## DIRECTIONS FOR THIS TASK:
Copy each of the rows below word for word, with no changes.
[START OF SUPPLIED RECORDS]
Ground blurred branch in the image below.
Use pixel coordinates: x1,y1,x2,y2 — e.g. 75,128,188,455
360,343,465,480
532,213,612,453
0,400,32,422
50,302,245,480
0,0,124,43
[END OF SUPPLIED RECORDS]
## CORRECT OUTPUT:
Ground blurred branch in the image below.
Use pixel coordinates: x1,y1,x2,y2 — e.g. 75,128,188,455
360,343,465,480
532,213,612,453
0,400,32,422
50,302,245,480
0,0,124,43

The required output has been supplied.